> **PASSAGE PROVIDED**
★ ★ ★

Before long, however, the classroom called again. In 1917, he commenced the study of animal husbandry at Iowa State College (now Iowa State University). The Great War interrupted Kline’s studies at Ames; he served as a sergeant in the Medical Corps, 61st Infantry. Graduating with a BS in 1919, Kline wed Gladys Remer and commenced farming on his own, rented land in near Vinton in Benton County, Iowa. Like many before him and few after, Kline climbed the agricultural ladder from tenancy to ownership

Focusing his efforts on hogs, Kline raised as many as one thousand pigs each year. The farm’s soil needed drastic improvement, having been rented for many years by less astute farmers. Accordingly, Kline arranged for the application of lime and phosphorus and the growing of legumes. It began to turn a profit even in the dark days of the Great Depression. Always energetic and ambitious, Kline spent spare hours building a tennis court and a swimming pool, as well as building a string of riding horses and singing in a local glee club.

Despite the multitude of activities that occupied his time—including three children—Kline took time to participate in the programs of the Iowa Farm Bureau Federation. Commencing in the 1920s, he served as township director, president of the Benton County Farm Bureau, and ultimately taking a seat as a member of the IFBF’s board of directors. After serving as vice president of the organization, in 1943 Kline became president of his state’s federation. Kline’s understanding of farm conditions led President Franklin Roosevelt to appoint him to the Office of War Information in 1944. He spent two months in Great Britain advising Britons on farming conditions in the United States, methods of agricultural recovery and, particularly, of farm life in the Midwest.

Kline’s stature grew with his appointment to consult with the delegates to the San Francisco conference who ultimately devised the United Nations. Also in the 1940s, Kline traveled to London to represent the United States at the International Federation of Agricultural producers. In 1947, he toured the Netherlands and West Germany to encourage agricultural organization. The same year, he was voted the title of Iowa “Master Farmer” by a committee representing the Department of Agriculture, Iowa State University, Wallaces’ Farmer and Iowa Homestead and other representatives of the press. WHO radio recognized Kline as a “Master Swine Grower” in 1945.

As Kline entered his sixth decade, he might have been forgiven for passing along some of his responsibilities to a younger generation. That was not, however, to be the case. In 1947, Kline was elected to the presidency of the American Farm Bureau Federation, replacing the retiring Edward O’Neal for whom he had served as vice president. Kline was the second Iowan to serve as the organization’s president.

Kline served as AFBF president for eight years, during which he traveled the world in the interests of not only American agriculture but also in consideration of rural reconstruction in Europe and the Far East in the aftermath of World War II. He spent over a month in Japan in the interest of expanding trade opportunities. The stabilization of prices also gained the attention of Kline, as did assorted affairs on the domestic scene.

Following his eight years as AFBF president, Kline served as a director of the Federal Reserve Bank of Chicago and the Export-Import Bank of Washington, D.C. And while his elder son tended to the farm in his father’s frequent absences, the man who considered being a “good hog man” the most important title of his working life, kept his eye on the acres and activities of his Benton County land.

Kline died on June 14, 1968, survived by his wife, his three children and their spouses, as well as numerous grandchildren. He is buried in Evergreen Cemetery, Vinton, Iowa.

Selected Sources

D. B. Groves and Kenneth Thatcher, The First Fifty: History of Farm Bureau in Iowa (1968)

Christian Science Monitor, February 8, 1948

Time, December 29, 1947

United States Censuses, 1880-1940.

 Allan B. Kline interview by William Bradford Huie, 1910-1983 and Henry Hazlitt, 1894-1993, in Chronoscope (New York, NY: Columbia Broadcasting System, 1951), 15 mins.

★ ★ ★

> **ACTIVITY**
Duplicate the passage on Allan B. Kline word for word, starting with "As Kline entered" and going on through "the domestic scene.".

> **PROVIDED RECORDS**
★ ★ ★

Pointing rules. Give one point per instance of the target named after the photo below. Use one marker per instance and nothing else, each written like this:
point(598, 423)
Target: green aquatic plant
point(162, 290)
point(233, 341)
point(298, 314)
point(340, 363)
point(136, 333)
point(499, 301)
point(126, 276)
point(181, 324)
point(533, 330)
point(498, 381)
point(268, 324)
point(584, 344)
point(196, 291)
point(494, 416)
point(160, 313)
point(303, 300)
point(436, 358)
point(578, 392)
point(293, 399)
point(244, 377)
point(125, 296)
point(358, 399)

★ ★ ★

> **SOLUTION BELOW**
As Kline entered his sixth decade, he might have been forgiven for passing along some of his responsibilities to a younger generation. That was not, however, to be the case. In 1947, Kline was elected to the presidency of the American Farm Bureau Federation, replacing the retiring Edward O’Neal for whom he had served as vice president. Kline was the second Iowan to serve as the organization’s president.

Kline served as AFBF president for eight years, during which he traveled the world in the interests of not only American agriculture but also in consideration of rural reconstruction in Europe and the Far East in the aftermath of World War II. He spent over a month in Japan in the interest of expanding trade opportunities. The stabilization of prices also gained the attention of Kline, as did assorted affairs on the domestic scene.